## Point-per-instance localization data
BEGIN

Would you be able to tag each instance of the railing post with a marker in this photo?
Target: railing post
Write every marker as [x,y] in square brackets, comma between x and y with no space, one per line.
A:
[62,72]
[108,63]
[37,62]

END

## WORK TO BE COMPLETED
Please retype all of the lines above exactly as they stand.

## ANSWER SPACE
Would you be able to tag each instance of the railing post with a marker in this photo?
Target: railing post
Write every marker as [x,y] in square brackets, comma between x and y with no space, one per line.
A:
[62,72]
[108,63]
[37,62]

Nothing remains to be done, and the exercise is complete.